__Extracted material__
☆ ☆ ☆ ☆

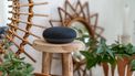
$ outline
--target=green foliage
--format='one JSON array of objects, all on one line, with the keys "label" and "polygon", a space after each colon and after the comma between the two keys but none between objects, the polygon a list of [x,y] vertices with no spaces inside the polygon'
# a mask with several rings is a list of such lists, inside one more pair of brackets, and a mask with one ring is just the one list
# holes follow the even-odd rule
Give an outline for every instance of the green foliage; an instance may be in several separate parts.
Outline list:
[{"label": "green foliage", "polygon": [[14,53],[8,52],[0,65],[2,76],[32,76],[33,67],[29,63],[24,63],[24,58],[19,58]]},{"label": "green foliage", "polygon": [[107,45],[103,37],[100,37],[100,40],[94,40],[91,39],[87,32],[84,33],[82,29],[74,29],[80,34],[76,40],[82,41],[86,45],[86,50],[81,51],[81,54],[85,56],[87,69],[102,63],[108,63],[112,66],[115,66],[117,57],[122,59],[124,57],[128,57],[131,59],[129,65],[132,66],[132,70],[135,70],[135,59],[133,59],[135,46],[133,44],[129,43],[125,45],[120,42],[115,42]]},{"label": "green foliage", "polygon": [[87,69],[101,63],[110,63],[111,65],[115,65],[116,59],[114,53],[111,48],[105,44],[105,40],[101,39],[98,45],[92,52],[82,51],[81,53],[86,58],[86,67]]}]

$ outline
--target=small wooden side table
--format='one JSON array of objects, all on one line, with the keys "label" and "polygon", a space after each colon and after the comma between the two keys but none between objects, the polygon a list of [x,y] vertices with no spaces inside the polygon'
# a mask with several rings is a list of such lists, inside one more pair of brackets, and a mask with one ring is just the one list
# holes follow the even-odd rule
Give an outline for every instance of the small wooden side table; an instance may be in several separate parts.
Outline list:
[{"label": "small wooden side table", "polygon": [[43,52],[42,73],[50,74],[52,54],[60,53],[62,56],[62,76],[73,76],[72,52],[84,50],[85,45],[81,41],[68,44],[51,44],[43,40],[35,40],[33,47]]}]

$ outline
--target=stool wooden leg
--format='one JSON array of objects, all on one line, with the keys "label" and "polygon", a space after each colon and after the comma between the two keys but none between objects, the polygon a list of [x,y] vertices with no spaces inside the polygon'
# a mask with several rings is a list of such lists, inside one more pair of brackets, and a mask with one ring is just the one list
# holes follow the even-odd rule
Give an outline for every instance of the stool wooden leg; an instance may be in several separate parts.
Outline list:
[{"label": "stool wooden leg", "polygon": [[52,62],[52,54],[51,53],[43,53],[42,57],[42,73],[50,74],[51,72],[51,62]]},{"label": "stool wooden leg", "polygon": [[73,63],[70,53],[62,54],[62,76],[73,76]]}]

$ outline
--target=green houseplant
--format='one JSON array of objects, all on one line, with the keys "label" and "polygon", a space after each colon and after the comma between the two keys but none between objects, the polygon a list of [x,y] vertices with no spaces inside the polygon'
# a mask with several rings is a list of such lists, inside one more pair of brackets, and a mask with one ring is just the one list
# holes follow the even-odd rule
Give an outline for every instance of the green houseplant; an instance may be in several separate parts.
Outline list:
[{"label": "green houseplant", "polygon": [[[86,45],[85,51],[81,51],[81,54],[85,56],[86,69],[91,69],[95,65],[103,65],[105,67],[104,70],[105,76],[108,76],[108,64],[112,66],[112,76],[114,76],[114,69],[116,65],[122,65],[121,63],[125,63],[125,66],[128,65],[129,72],[135,70],[135,46],[133,44],[122,44],[120,42],[115,42],[111,45],[106,44],[106,40],[103,37],[100,39],[91,39],[91,35],[85,34],[80,29],[75,29],[81,36],[76,40],[84,42]],[[96,34],[97,35],[97,34]],[[89,39],[89,40],[87,40]],[[85,42],[87,40],[87,42]],[[127,61],[125,61],[125,58]],[[120,70],[122,70],[120,66]],[[123,73],[124,74],[124,73]],[[85,74],[83,75],[85,76]]]},{"label": "green houseplant", "polygon": [[2,56],[2,64],[0,64],[0,72],[2,72],[2,76],[33,76],[32,65],[25,63],[24,57],[20,58],[9,50],[9,46],[11,46],[12,43],[7,40],[3,40],[3,43],[4,54]]},{"label": "green houseplant", "polygon": [[12,52],[7,53],[3,63],[0,65],[2,76],[32,76],[32,65],[23,62],[23,59]]}]

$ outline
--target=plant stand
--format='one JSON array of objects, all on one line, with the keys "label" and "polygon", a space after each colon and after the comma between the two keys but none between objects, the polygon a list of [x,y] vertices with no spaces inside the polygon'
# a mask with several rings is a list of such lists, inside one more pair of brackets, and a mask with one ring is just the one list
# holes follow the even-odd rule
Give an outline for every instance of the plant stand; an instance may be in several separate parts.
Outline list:
[{"label": "plant stand", "polygon": [[85,45],[81,41],[74,41],[68,44],[51,44],[42,40],[35,40],[33,47],[43,52],[42,73],[50,75],[52,54],[60,53],[62,56],[62,76],[73,76],[72,52],[81,51]]}]

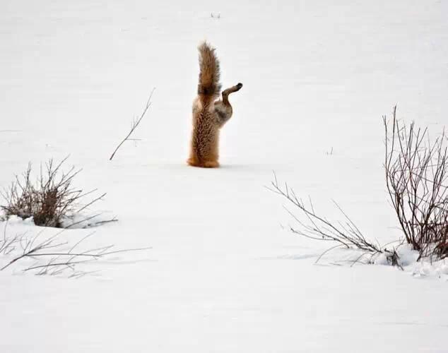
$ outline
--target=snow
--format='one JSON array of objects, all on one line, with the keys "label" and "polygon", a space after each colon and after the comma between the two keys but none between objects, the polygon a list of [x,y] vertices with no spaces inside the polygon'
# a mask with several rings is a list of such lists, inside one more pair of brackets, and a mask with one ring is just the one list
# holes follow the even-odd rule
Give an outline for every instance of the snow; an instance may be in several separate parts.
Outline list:
[{"label": "snow", "polygon": [[[85,246],[152,249],[78,280],[0,272],[0,351],[448,352],[447,263],[403,249],[403,271],[337,262],[358,256],[342,250],[316,265],[327,244],[289,232],[264,188],[275,171],[329,219],[334,199],[367,237],[396,239],[382,116],[398,104],[400,119],[442,131],[447,13],[432,0],[2,1],[0,186],[70,155],[76,184],[107,193],[94,210],[119,219]],[[185,164],[204,39],[223,86],[244,84],[212,170]],[[141,140],[110,162],[153,87]]]}]

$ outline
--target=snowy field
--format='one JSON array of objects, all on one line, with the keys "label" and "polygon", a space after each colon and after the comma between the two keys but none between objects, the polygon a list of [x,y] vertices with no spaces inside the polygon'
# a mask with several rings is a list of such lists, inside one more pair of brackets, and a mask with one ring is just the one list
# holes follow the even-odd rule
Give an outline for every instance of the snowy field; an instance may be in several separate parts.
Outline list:
[{"label": "snowy field", "polygon": [[[216,169],[185,163],[204,40],[224,88],[244,84]],[[316,265],[328,244],[290,233],[264,187],[275,171],[329,218],[334,199],[366,237],[400,236],[382,116],[447,124],[447,1],[1,0],[0,48],[0,186],[70,155],[119,219],[88,246],[152,248],[77,280],[0,272],[0,352],[448,352],[447,265]]]}]

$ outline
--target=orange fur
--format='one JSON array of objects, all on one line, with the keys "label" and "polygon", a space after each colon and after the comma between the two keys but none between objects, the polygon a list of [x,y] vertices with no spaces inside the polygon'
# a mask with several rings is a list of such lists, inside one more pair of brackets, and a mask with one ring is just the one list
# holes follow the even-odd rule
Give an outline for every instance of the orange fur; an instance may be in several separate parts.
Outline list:
[{"label": "orange fur", "polygon": [[199,50],[199,83],[198,96],[193,102],[193,132],[187,163],[194,167],[216,168],[219,167],[219,130],[232,113],[228,95],[239,90],[242,84],[223,91],[223,100],[214,102],[221,88],[219,61],[215,49],[206,42],[202,43]]}]

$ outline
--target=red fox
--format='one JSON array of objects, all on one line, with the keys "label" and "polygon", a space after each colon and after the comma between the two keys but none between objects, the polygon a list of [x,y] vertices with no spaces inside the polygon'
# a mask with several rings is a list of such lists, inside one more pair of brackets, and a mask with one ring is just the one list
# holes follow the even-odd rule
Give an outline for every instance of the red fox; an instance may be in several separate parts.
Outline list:
[{"label": "red fox", "polygon": [[216,168],[219,130],[232,116],[229,95],[240,90],[242,83],[223,91],[223,100],[216,100],[221,90],[219,83],[219,61],[215,49],[206,42],[199,47],[199,84],[198,96],[193,102],[193,133],[190,157],[187,161],[193,167]]}]

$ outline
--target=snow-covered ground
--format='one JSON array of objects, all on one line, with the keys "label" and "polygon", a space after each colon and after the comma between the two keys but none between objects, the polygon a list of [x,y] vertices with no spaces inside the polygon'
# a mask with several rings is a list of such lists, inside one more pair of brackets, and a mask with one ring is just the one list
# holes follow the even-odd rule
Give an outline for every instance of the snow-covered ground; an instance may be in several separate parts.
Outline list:
[{"label": "snow-covered ground", "polygon": [[[275,170],[329,218],[335,199],[367,237],[399,237],[382,116],[398,104],[432,134],[446,124],[447,14],[444,0],[2,0],[0,186],[70,155],[119,220],[89,244],[152,249],[78,280],[0,272],[0,351],[448,352],[446,264],[315,265],[327,244],[289,232],[264,188]],[[223,86],[244,84],[212,170],[185,164],[205,39]],[[141,140],[110,162],[153,87]]]}]

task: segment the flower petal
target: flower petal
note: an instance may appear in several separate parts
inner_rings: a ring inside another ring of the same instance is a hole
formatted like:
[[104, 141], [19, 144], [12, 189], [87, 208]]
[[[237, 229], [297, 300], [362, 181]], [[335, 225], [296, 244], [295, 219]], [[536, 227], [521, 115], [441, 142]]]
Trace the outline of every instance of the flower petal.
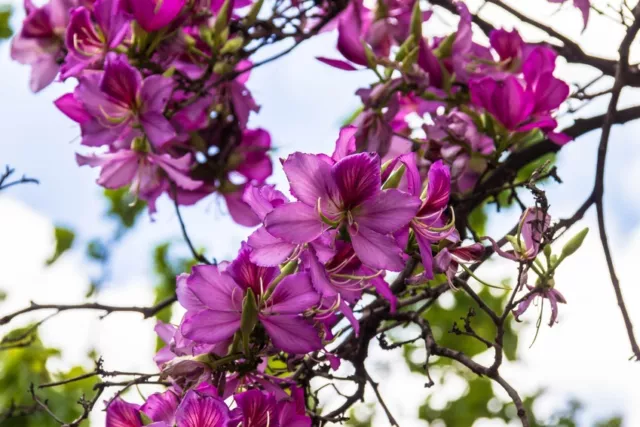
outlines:
[[380, 192], [380, 156], [374, 153], [347, 156], [331, 168], [331, 175], [344, 207], [359, 206]]
[[239, 312], [204, 310], [187, 313], [180, 331], [198, 343], [216, 344], [231, 338], [240, 329], [240, 321]]
[[395, 189], [385, 190], [354, 211], [354, 221], [378, 233], [393, 233], [413, 219], [420, 204], [417, 197]]
[[264, 219], [267, 231], [291, 243], [308, 243], [318, 238], [325, 229], [315, 208], [304, 203], [278, 206]]
[[292, 354], [305, 354], [322, 348], [318, 331], [300, 316], [260, 316], [273, 346]]
[[380, 270], [402, 271], [404, 260], [393, 237], [360, 225], [349, 228], [351, 243], [363, 264]]
[[315, 306], [318, 300], [309, 274], [291, 274], [276, 286], [268, 302], [268, 311], [273, 314], [300, 314]]

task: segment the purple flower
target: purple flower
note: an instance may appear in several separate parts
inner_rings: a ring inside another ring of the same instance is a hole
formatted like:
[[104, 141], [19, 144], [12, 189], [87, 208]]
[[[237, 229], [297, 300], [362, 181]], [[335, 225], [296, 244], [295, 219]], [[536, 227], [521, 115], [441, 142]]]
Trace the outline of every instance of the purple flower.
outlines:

☆ ☆ ☆ ☆

__Task to carry out__
Report every line of the entries above that contains the string "target". Case counts.

__Response to this task__
--target=green foliage
--target=small wooden side table
--target=stool wooden leg
--target=green houseplant
--target=plant stand
--target=snow
--target=snowy field
--target=orange fur
--target=red fox
--target=snow-covered ground
target: flower petal
target: purple flower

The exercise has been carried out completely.